### Tasks and exercises
[1] Translate this sentence from the news report on the U.N. bombing into Spanish: "Sunday Nwachukwu, who worked for The United Nations Development Program, died in South Africa on Oct. 9, spokesman Kelechi Onyemaobi said in a statement."
[2] Duplicate word for word the portion of the news report on the U.N. bombing starting at "Nwachukwu was one" and ending at "quoted as saying.".

### Passage to read
-=-=-=-=-

One More UN Worker Dies After Aug. UN Headquarters Bomb Blast..
One more staff member has died nearly two months after a car bombing hit the U.N.'s headquarters in Nigeria, bringing the death toll to 24, a U.N. spokesman said Wednesday.
Sunday Nwachukwu, who worked for The United Nations Development Program, died in South Africa on Oct. 9, spokesman Kelechi Onyemaobi said in a statement.
Nwachukwu was one of 12 U.N. staff members who was flown on life support to South Africa for treatment after the Aug. 26 attack, the statement said, but Onyemaobi could not immediately comment on the others' conditions.
"He was a hard working colleague and a friendly brother," Daouda Toure, the U.N.'s Nigeria Coordinator is quoted as saying.

-=-=-=-=-

Lines of data
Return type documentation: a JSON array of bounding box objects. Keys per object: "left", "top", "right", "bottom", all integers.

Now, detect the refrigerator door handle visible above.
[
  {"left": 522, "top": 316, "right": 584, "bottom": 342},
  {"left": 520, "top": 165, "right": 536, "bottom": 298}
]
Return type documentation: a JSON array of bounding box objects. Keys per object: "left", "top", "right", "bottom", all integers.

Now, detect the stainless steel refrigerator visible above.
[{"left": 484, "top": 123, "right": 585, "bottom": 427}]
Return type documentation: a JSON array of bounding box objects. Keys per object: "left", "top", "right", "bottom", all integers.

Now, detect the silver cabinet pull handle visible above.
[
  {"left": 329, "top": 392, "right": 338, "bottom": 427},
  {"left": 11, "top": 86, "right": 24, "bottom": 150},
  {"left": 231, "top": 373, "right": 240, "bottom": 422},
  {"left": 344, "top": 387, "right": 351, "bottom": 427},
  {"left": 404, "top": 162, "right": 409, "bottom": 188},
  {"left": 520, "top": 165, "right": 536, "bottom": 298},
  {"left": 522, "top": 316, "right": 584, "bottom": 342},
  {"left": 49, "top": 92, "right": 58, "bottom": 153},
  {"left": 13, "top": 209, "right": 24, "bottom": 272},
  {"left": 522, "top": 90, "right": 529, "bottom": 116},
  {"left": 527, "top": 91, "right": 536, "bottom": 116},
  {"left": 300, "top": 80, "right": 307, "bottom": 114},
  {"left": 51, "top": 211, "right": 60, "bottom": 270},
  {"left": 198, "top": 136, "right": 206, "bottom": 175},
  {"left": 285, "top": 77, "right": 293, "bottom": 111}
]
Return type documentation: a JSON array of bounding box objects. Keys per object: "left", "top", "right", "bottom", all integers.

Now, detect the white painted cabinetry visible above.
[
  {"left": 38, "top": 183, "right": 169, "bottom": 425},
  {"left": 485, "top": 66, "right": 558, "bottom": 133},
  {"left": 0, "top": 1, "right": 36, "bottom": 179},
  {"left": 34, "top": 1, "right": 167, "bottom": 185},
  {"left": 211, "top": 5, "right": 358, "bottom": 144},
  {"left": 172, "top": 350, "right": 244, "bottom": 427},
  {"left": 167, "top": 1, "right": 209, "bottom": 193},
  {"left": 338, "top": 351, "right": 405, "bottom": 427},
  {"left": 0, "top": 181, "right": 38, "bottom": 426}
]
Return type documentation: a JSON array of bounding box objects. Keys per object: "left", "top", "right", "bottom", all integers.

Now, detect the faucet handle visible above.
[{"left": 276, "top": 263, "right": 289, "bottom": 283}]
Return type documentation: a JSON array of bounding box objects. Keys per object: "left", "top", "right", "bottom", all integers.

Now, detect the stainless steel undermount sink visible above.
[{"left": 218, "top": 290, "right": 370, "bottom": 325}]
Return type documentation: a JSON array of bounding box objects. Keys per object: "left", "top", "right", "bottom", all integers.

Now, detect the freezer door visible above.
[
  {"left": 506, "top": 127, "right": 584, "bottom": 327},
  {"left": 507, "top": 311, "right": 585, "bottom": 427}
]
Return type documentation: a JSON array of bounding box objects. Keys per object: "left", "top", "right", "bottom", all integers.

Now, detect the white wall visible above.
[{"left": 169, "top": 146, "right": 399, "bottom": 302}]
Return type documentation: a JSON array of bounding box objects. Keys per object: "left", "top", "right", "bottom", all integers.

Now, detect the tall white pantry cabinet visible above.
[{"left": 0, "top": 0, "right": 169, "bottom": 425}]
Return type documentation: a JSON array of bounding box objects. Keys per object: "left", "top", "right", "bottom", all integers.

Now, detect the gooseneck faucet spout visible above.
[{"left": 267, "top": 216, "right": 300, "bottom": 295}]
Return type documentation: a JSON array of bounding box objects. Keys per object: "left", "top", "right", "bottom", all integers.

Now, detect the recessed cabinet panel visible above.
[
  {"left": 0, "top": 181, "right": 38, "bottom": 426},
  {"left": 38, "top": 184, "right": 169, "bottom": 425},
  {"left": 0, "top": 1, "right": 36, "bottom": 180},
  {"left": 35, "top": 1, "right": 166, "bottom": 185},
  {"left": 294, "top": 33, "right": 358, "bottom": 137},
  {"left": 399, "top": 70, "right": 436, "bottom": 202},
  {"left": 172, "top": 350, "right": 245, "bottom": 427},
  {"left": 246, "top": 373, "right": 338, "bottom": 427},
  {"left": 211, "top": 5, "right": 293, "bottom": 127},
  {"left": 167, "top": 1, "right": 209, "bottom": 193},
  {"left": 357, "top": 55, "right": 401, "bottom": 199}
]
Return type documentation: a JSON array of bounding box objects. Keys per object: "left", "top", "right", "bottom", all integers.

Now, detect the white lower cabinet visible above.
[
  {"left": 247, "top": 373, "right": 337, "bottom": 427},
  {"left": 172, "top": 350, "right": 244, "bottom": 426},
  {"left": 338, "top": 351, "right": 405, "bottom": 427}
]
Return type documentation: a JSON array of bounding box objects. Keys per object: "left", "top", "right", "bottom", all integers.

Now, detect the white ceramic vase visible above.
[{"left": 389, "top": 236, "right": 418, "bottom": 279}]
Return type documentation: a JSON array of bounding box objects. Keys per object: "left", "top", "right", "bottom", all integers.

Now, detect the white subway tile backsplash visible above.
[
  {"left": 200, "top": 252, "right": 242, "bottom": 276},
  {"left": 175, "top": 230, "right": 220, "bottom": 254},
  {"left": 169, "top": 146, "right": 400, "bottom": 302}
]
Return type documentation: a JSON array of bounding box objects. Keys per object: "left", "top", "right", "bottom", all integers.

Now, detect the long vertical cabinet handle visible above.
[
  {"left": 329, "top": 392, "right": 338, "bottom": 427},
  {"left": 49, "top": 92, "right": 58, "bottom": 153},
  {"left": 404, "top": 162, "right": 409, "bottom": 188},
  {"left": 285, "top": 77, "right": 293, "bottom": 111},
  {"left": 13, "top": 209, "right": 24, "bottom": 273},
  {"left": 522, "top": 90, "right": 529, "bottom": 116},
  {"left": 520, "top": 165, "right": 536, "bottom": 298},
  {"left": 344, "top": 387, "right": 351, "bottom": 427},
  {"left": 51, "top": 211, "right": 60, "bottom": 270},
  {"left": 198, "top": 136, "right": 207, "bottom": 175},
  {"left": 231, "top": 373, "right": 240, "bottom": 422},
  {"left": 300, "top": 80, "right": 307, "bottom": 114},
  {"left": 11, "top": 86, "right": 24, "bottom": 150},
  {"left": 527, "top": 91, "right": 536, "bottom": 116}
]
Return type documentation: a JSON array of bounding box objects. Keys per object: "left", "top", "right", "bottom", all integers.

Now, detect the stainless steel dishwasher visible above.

-=-=-=-=-

### Written responses
[1] Sunday Nwachukwu, quien trabajaba para el Programa de las Naciones Unidas para el Desarrollo, murió en Sudáfrica el 9 de octubre, según informó el portavoz Kelechi Onyemaobi en un comunicado.

[2]
Nwachukwu was one of 12 U.N. staff members who was flown on life support to South Africa for treatment after the Aug. 26 attack, the statement said, but Onyemaobi could not immediately comment on the others' conditions.
"He was a hard working colleague and a friendly brother," Daouda Toure, the U.N.'s Nigeria Coordinator is quoted as saying.